## Exercise:
Retype the entries character for character, from the first line through the line holding "[[[134,319],[132,320],[134,325],[145,325],[147,321],[145,319]]]", inclusive.

## Extracted records:
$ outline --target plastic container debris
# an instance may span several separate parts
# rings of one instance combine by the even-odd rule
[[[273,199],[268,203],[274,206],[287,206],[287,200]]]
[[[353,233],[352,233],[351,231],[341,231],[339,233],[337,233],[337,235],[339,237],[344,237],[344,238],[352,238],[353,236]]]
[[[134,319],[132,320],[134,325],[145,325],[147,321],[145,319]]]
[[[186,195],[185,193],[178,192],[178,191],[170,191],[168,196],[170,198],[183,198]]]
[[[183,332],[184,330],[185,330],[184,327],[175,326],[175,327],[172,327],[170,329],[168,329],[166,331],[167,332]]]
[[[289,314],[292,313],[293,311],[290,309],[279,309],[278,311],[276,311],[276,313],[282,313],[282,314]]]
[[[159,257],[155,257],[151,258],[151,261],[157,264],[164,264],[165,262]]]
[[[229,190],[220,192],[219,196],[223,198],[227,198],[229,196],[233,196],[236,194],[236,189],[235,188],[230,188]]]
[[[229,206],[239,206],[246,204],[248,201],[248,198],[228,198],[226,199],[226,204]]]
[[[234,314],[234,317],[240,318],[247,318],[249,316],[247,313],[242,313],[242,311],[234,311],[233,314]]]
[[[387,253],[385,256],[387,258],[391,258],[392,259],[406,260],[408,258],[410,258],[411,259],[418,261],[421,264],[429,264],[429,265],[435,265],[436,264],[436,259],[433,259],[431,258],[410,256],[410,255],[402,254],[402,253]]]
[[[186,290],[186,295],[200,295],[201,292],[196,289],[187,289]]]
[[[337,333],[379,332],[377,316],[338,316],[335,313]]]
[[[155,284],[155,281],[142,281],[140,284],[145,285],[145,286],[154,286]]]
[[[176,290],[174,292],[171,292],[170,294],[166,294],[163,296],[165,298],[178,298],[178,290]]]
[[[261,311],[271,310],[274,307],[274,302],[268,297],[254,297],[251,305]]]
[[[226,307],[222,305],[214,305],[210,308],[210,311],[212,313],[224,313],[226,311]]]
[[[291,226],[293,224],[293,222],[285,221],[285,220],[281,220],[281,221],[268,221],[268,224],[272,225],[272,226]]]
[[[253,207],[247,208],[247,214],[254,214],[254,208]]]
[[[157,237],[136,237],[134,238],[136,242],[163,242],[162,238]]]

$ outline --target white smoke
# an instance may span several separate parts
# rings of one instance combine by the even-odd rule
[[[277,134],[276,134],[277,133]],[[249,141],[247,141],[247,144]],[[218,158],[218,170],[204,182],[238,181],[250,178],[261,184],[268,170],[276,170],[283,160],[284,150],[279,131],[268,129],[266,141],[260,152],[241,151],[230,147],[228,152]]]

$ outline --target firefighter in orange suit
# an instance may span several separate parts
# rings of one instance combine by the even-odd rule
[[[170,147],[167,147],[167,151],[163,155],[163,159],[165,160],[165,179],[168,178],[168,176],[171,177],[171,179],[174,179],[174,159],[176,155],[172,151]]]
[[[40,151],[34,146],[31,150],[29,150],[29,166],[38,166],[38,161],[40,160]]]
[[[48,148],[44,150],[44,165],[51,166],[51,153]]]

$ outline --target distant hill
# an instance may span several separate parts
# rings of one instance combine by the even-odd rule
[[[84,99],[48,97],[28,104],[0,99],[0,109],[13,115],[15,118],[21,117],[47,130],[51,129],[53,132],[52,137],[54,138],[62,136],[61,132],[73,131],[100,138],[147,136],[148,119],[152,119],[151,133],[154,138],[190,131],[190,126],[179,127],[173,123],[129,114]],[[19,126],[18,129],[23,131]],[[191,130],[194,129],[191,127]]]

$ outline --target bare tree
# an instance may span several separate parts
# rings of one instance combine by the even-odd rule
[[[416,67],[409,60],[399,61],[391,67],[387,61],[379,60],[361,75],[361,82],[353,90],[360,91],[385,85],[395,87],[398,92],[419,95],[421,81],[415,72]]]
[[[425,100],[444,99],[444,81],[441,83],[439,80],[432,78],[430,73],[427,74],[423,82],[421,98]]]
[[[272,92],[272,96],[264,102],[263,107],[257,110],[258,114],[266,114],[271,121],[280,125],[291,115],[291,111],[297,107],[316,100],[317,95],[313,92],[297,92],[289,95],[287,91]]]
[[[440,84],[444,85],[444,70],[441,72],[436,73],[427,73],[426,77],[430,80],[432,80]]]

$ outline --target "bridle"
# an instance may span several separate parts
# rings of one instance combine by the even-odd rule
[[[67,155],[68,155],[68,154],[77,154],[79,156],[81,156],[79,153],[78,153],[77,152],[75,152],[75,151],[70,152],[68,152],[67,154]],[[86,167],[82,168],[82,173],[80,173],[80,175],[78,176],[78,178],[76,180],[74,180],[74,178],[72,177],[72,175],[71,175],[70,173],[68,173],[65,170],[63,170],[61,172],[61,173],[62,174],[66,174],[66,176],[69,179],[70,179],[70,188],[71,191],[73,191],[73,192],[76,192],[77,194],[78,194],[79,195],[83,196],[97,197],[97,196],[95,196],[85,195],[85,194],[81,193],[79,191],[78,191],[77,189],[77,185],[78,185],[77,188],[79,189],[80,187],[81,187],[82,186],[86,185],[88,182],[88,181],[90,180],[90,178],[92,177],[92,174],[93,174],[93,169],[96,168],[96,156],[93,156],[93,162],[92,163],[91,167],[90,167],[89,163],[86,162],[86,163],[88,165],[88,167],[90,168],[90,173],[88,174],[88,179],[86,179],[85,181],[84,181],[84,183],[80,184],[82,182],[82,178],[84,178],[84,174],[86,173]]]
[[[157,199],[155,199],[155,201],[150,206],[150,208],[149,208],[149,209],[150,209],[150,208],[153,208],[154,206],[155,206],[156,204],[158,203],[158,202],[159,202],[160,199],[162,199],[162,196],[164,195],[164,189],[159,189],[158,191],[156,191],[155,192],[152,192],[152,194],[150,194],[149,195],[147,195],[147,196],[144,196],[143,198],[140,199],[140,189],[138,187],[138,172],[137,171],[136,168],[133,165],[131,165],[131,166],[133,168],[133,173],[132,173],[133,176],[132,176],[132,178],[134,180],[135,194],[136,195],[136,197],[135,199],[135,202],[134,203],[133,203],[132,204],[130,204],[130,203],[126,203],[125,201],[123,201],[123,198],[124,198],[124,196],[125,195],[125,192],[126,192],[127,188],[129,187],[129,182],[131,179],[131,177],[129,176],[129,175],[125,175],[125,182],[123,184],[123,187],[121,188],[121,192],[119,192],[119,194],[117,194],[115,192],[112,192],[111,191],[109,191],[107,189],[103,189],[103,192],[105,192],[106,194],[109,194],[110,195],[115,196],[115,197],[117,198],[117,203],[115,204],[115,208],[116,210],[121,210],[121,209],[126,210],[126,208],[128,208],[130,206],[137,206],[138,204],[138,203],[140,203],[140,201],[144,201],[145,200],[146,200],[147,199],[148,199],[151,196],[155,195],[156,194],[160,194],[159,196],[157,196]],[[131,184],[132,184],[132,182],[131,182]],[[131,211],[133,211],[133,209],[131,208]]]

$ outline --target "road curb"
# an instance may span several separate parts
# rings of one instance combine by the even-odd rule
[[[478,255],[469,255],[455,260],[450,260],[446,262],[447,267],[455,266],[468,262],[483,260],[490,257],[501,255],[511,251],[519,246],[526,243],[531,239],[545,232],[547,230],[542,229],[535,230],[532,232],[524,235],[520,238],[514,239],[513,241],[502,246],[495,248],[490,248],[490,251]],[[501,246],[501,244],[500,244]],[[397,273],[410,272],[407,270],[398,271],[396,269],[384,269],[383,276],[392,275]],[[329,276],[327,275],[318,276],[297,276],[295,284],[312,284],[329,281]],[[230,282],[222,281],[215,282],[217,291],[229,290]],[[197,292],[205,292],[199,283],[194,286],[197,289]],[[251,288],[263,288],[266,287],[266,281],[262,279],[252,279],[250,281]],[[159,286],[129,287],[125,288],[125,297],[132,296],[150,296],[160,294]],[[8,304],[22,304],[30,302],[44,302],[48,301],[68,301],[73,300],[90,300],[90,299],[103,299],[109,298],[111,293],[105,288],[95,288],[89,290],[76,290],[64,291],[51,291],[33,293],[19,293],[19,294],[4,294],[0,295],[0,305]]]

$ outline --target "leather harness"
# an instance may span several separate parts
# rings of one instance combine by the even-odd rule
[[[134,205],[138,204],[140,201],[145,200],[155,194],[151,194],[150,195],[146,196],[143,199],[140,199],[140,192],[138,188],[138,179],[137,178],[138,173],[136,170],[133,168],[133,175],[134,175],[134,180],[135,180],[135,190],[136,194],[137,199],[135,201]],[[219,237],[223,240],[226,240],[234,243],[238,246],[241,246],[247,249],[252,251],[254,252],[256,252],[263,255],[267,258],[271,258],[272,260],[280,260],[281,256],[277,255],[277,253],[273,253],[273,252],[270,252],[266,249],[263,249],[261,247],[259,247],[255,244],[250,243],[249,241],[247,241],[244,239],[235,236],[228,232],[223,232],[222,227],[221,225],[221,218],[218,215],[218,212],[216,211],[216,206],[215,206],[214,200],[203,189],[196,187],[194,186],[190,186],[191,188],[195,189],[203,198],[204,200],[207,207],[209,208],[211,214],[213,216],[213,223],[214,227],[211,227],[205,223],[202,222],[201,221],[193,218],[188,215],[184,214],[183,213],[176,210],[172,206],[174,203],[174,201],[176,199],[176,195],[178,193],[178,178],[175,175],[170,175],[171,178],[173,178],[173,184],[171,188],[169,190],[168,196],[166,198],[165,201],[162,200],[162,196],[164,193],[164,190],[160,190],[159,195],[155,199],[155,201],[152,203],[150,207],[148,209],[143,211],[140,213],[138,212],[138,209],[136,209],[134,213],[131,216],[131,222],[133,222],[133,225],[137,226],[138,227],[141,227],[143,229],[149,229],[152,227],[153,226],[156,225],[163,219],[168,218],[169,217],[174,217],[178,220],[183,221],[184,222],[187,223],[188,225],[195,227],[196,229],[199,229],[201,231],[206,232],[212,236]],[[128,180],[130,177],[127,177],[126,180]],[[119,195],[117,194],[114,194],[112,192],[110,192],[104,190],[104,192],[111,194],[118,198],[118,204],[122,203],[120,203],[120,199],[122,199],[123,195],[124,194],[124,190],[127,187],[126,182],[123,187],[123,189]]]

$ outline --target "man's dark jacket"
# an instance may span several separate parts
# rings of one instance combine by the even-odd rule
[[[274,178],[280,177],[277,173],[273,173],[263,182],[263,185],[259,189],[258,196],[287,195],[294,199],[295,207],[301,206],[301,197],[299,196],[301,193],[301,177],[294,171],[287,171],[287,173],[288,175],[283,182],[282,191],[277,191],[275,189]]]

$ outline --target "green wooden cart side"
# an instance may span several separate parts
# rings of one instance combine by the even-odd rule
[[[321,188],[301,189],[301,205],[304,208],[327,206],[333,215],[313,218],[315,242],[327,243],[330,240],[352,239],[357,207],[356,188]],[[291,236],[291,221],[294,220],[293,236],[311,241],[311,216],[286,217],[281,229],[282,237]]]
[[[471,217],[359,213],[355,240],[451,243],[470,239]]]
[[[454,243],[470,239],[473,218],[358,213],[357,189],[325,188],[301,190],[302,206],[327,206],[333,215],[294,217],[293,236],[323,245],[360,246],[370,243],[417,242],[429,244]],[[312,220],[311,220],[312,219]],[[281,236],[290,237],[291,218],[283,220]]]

## Answer to this problem:
$ outline --target plastic container debris
# an instance may span several separate parts
# rings of one instance combine by the even-odd rule
[[[273,199],[268,203],[274,206],[287,206],[287,200]]]
[[[353,233],[352,233],[351,231],[341,231],[339,233],[337,233],[337,235],[339,237],[344,237],[344,238],[352,238],[353,236]]]
[[[134,319],[132,320],[134,325],[145,325],[147,321],[145,319]]]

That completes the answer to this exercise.